What the task requires.
Each entry below should be written out exactly as it is, with no pictures.

[Records from a data collection]
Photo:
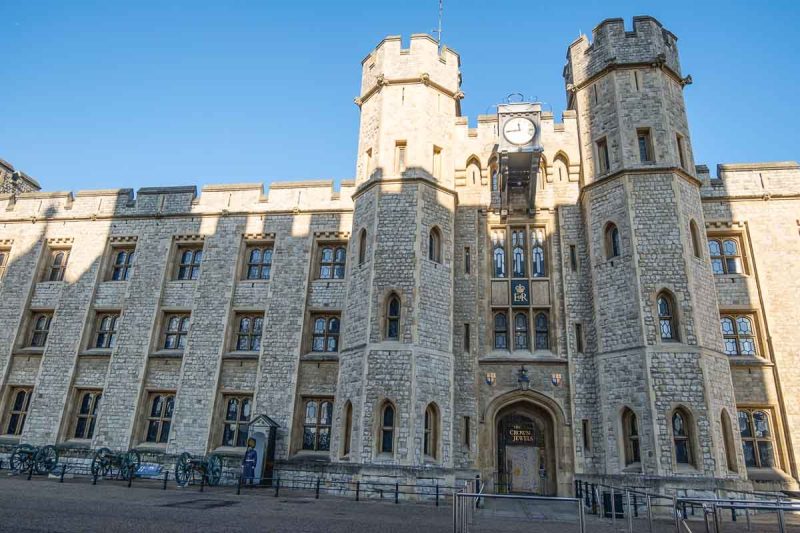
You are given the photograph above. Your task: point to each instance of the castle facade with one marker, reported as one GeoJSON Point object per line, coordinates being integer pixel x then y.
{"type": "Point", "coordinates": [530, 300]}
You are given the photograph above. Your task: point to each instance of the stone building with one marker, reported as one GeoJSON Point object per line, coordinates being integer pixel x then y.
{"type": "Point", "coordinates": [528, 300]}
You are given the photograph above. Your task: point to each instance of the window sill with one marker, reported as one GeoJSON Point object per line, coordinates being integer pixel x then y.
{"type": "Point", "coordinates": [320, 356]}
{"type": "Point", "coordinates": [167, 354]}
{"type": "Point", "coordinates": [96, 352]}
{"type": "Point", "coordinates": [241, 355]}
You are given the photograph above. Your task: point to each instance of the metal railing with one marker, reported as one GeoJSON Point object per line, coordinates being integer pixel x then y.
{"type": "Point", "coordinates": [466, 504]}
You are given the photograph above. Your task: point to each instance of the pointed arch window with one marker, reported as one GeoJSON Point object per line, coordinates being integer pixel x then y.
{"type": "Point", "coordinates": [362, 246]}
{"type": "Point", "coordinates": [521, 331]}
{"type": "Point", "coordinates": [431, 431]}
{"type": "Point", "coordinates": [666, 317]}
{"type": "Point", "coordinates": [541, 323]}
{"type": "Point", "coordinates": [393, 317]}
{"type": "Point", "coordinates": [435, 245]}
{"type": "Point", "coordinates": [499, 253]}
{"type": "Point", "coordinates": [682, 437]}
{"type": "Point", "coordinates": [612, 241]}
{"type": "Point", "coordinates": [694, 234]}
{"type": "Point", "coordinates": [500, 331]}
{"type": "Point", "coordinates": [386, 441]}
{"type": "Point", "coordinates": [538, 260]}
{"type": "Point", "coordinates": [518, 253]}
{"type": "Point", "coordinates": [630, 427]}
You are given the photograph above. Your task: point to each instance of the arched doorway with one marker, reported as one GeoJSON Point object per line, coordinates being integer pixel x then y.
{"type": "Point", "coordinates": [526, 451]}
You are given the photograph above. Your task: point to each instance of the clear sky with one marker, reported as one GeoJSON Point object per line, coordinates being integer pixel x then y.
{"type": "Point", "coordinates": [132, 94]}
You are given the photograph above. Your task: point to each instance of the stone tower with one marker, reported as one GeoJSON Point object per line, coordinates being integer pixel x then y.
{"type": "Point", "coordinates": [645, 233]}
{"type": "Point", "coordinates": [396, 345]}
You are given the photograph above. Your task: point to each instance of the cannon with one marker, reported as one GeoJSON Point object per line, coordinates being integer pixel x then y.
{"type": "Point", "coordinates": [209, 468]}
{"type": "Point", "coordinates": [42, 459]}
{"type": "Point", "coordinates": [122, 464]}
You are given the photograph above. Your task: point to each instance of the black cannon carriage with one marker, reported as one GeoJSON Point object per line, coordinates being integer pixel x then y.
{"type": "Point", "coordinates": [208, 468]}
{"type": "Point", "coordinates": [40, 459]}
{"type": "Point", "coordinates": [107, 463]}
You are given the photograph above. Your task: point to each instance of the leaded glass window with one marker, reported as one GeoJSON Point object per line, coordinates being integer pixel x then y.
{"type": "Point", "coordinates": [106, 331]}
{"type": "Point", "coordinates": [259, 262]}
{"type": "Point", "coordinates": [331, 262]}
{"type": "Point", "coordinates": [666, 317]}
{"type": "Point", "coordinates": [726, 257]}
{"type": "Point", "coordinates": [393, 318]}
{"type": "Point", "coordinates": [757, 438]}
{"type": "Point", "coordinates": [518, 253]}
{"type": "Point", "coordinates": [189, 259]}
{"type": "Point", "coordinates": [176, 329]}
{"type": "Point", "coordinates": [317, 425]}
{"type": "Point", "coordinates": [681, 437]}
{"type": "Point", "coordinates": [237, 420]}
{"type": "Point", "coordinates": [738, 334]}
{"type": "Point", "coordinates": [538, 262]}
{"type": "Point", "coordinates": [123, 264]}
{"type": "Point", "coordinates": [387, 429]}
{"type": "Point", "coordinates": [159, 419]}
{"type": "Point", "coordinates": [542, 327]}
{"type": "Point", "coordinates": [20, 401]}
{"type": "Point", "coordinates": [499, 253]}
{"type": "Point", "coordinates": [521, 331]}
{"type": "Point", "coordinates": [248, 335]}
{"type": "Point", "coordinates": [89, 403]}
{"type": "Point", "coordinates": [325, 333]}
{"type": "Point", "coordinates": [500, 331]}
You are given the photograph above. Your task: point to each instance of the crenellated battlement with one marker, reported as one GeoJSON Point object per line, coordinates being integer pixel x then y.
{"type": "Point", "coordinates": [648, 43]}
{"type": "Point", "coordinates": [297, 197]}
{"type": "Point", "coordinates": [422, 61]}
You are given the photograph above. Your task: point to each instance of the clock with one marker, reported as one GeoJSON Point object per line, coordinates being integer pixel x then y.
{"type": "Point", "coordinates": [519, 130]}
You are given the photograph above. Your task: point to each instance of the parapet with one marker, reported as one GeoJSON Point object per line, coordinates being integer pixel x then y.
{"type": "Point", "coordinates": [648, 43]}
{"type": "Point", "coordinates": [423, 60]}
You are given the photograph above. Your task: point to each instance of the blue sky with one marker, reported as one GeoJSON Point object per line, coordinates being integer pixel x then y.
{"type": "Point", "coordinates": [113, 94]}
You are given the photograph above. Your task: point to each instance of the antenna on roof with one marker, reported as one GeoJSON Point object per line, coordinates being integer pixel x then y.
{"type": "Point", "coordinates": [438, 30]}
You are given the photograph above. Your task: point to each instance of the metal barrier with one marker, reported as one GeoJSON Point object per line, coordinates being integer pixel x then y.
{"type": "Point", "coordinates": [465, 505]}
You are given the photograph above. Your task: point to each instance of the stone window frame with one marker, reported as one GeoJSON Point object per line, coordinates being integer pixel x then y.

Exercise answer.
Photo:
You are given the photograph above. Your task: point to each instance of the castle facade with one marker, reported as one GeoJSON Point object per line, coordinates being integer pixel x then y.
{"type": "Point", "coordinates": [530, 300]}
You are given the photograph above. Your task: point to each instance of the stone building with one marker, reported as one GeoJSON Point object per line, coordinates being integer pixel x then y.
{"type": "Point", "coordinates": [528, 300]}
You are given the photograph above. Your task: point to each instance of the window sill with one marker, reported as one GeoJSON Point object per line, coordinates being integer pixel x then y.
{"type": "Point", "coordinates": [320, 356]}
{"type": "Point", "coordinates": [167, 354]}
{"type": "Point", "coordinates": [96, 352]}
{"type": "Point", "coordinates": [241, 355]}
You are given the photograph above. Your task: point to each instance of the metal railing with one marker, reported as one GeoJSON Point object per line, coordinates being integer pixel x then y.
{"type": "Point", "coordinates": [466, 504]}
You are given the photograph above. Your task: point to each instance of the pointed arch window with one marker, reported as one GeoJSON Point object per line, coordinates being integer pixel x then y.
{"type": "Point", "coordinates": [362, 246]}
{"type": "Point", "coordinates": [521, 331]}
{"type": "Point", "coordinates": [431, 431]}
{"type": "Point", "coordinates": [666, 317]}
{"type": "Point", "coordinates": [541, 323]}
{"type": "Point", "coordinates": [393, 317]}
{"type": "Point", "coordinates": [435, 245]}
{"type": "Point", "coordinates": [499, 253]}
{"type": "Point", "coordinates": [682, 437]}
{"type": "Point", "coordinates": [612, 241]}
{"type": "Point", "coordinates": [694, 234]}
{"type": "Point", "coordinates": [500, 331]}
{"type": "Point", "coordinates": [386, 441]}
{"type": "Point", "coordinates": [538, 260]}
{"type": "Point", "coordinates": [518, 253]}
{"type": "Point", "coordinates": [630, 427]}
You are given the photograph above. Your task: point to each instance of the arched doorway with one marker, reported as one GeoJSON Point object per line, coordinates being integer pixel x then y.
{"type": "Point", "coordinates": [526, 451]}
You are given the photograph above. Your task: point to each instance of the clear sky with one marker, reported as one GeoJSON Point object per line, coordinates being integer pixel x then y.
{"type": "Point", "coordinates": [132, 94]}
You are given the photograph above. Your task: point to each instance of the stone tower with one marker, reported as one GeoJSON Point object per line, coordinates being integer pixel x then y.
{"type": "Point", "coordinates": [645, 233]}
{"type": "Point", "coordinates": [396, 345]}
You are given the photograph above. Your task: point to each instance of the cannon with one marker, reported as one GeoJSON Point object per line, coordinates being integer pixel x then y.
{"type": "Point", "coordinates": [209, 468]}
{"type": "Point", "coordinates": [42, 459]}
{"type": "Point", "coordinates": [122, 464]}
You are given the photograph above. Your task: point to each instance of the black cannon carriage with one marker, reported as one GeoJSON Point object per line, coordinates being integer pixel x then y.
{"type": "Point", "coordinates": [208, 468]}
{"type": "Point", "coordinates": [40, 459]}
{"type": "Point", "coordinates": [107, 463]}
You are given the photograph above. Your task: point to each instance of the leaded glass window with one marker, reported as one GeoJSON Point object per line, coordinates being integer pixel x then y.
{"type": "Point", "coordinates": [106, 331]}
{"type": "Point", "coordinates": [259, 262]}
{"type": "Point", "coordinates": [331, 262]}
{"type": "Point", "coordinates": [666, 317]}
{"type": "Point", "coordinates": [726, 257]}
{"type": "Point", "coordinates": [393, 318]}
{"type": "Point", "coordinates": [757, 438]}
{"type": "Point", "coordinates": [518, 253]}
{"type": "Point", "coordinates": [189, 259]}
{"type": "Point", "coordinates": [176, 329]}
{"type": "Point", "coordinates": [317, 425]}
{"type": "Point", "coordinates": [681, 437]}
{"type": "Point", "coordinates": [237, 420]}
{"type": "Point", "coordinates": [738, 334]}
{"type": "Point", "coordinates": [538, 262]}
{"type": "Point", "coordinates": [123, 264]}
{"type": "Point", "coordinates": [387, 429]}
{"type": "Point", "coordinates": [159, 419]}
{"type": "Point", "coordinates": [542, 327]}
{"type": "Point", "coordinates": [20, 401]}
{"type": "Point", "coordinates": [499, 253]}
{"type": "Point", "coordinates": [521, 331]}
{"type": "Point", "coordinates": [248, 335]}
{"type": "Point", "coordinates": [89, 403]}
{"type": "Point", "coordinates": [325, 333]}
{"type": "Point", "coordinates": [500, 331]}
You are given the photograph above. Your task: point to each instance of the crenellated battlement with one marker, reported as one GeoJSON Point object per line, coordinates being integer pixel x then y.
{"type": "Point", "coordinates": [648, 43]}
{"type": "Point", "coordinates": [297, 197]}
{"type": "Point", "coordinates": [422, 61]}
You are given the photograph above. Your task: point to each instance of the clock with one marker, reported as one GeoJSON Point object per line, coordinates being integer pixel x then y.
{"type": "Point", "coordinates": [519, 130]}
You are given the photograph above. Your task: point to each instance of the parapet with one marker, reported as one GeoJSON Point object per line, coordinates being integer pixel x then y.
{"type": "Point", "coordinates": [648, 43]}
{"type": "Point", "coordinates": [423, 60]}
You are given the photograph above. Your task: point to each instance of the blue sky with one marker, reported as one GeoJSON Point object per line, coordinates being integer pixel x then y.
{"type": "Point", "coordinates": [113, 94]}
You are given the photograph above. Your task: point to each instance of the antenna on roof with one marker, reported as one GeoJSON Point object per line, coordinates being integer pixel x then y.
{"type": "Point", "coordinates": [438, 30]}
You are given the photograph above. Your task: point to each instance of the metal barrier with one marker, reported as one GeoJSON Point object per line, coordinates being integer pixel x then y.
{"type": "Point", "coordinates": [465, 505]}
You are given the photograph above. Your task: point to each instance of the stone window frame with one marker, reported as one GeoJSON Point object per line, coordinates being integer pixel x then y.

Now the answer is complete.